▶ Stated exercise: Below is a listing; reproduce each line of it exactly.

--- START Data extract ---

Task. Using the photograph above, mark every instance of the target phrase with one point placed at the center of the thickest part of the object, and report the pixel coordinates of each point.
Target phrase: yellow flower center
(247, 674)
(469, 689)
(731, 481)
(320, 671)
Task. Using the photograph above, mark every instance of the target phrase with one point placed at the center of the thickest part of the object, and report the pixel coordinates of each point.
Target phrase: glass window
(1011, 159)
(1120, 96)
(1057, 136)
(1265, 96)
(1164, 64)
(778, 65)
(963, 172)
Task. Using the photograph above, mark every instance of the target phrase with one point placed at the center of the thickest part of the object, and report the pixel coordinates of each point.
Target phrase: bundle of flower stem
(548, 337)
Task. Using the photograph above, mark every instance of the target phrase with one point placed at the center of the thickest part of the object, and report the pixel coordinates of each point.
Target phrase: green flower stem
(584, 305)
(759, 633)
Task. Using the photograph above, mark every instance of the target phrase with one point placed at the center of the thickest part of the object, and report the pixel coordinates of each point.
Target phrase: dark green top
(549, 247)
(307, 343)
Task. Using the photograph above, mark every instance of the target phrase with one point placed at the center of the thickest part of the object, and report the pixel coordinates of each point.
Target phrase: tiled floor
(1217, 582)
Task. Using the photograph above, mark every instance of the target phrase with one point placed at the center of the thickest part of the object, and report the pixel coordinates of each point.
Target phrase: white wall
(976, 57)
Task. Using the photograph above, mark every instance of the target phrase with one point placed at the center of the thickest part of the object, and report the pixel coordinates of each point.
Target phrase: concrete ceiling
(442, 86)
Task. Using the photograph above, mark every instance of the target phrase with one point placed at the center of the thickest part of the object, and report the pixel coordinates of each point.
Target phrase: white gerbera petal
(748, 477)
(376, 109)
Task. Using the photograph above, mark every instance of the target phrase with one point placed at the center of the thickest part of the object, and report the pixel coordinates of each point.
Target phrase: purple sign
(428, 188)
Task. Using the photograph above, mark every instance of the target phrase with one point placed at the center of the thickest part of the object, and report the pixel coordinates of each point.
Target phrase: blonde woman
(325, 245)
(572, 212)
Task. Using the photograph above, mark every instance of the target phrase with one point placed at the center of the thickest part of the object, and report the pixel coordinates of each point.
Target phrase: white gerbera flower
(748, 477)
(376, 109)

--- END Data extract ---

▶ Answer for this exercise:
Task. Using the photograph above, mark every instance of the target phrase with one point placed at the center of the thickest part of the object, and report the pixel coordinates of each point.
Target phrase: yellow flower center
(247, 674)
(469, 689)
(731, 481)
(320, 671)
Task. Using the photograph above, mark every instance of the target phrase with one point placed at the center of the thickest part of the object, and report the pixel coordinates of each point.
Target phrase: glass window
(1011, 159)
(1120, 96)
(1057, 136)
(1265, 96)
(1164, 64)
(778, 65)
(963, 172)
Task. Using the photograph above, mark every instance of the target phrase with one point placed at the center of the thickest part of the object, and report the pixel coordinates of each point.
Target phrase: bundle of flower stem
(548, 337)
Task. Using the photograph above, mark every instance of the target phrase with one point placed at the center of the thickest part of the object, and report the pixel coordinates of each point.
Target phrase: green flower stem
(584, 305)
(759, 633)
Task. Using the photograph above, mark every instance of the target phrase with one point placed at the center of the thickest part of the object, and report the pixel coordinates of each point.
Target phrase: dark green top
(549, 247)
(307, 343)
Task. Using the photograph above, mark every instance of the target phrase with one point placed at the center of the thickest part of the object, and report the pixel coordinates of each point.
Target phrase: tiled floor
(1217, 582)
Task. Using the photograph above, mark every instance of the target phrase with one point placed at the center of the thickest part of the object, and report the pixel coordinates of each point.
Target phrase: white wall
(976, 57)
Task. Using the photograph above, mark every instance of the target phrase with one point placed at the center of the thickest part of the object, and report the pixel coordinates of each point.
Target phrase: concrete ceiling
(442, 86)
Task. Using the photograph above, mark every instance of the target phrase with one point placed at the center of the thickest part of the object, and report the pixel coordinates of each point.
Target phrase: white gerbera petal
(748, 477)
(376, 109)
Task. Using the photograph above, mark every instance of the target phrase with one point placed at the center of the thickest part of the object, and report the pixel coordinates of each point.
Target phrase: purple sign
(428, 188)
Task. Using the photograph above, mark every instance of the target phrase with one point placed at the center of the thickest part of the object, and report the pixel coordinates of each point.
Target phrase: blonde woman
(325, 245)
(572, 212)
Task. Using the photograph above, mark every instance of the target phrase with one point placed at the center of the thickest part of the object, and report the pixel coordinates of each point.
Target phrase: white gerbera flower
(748, 477)
(376, 109)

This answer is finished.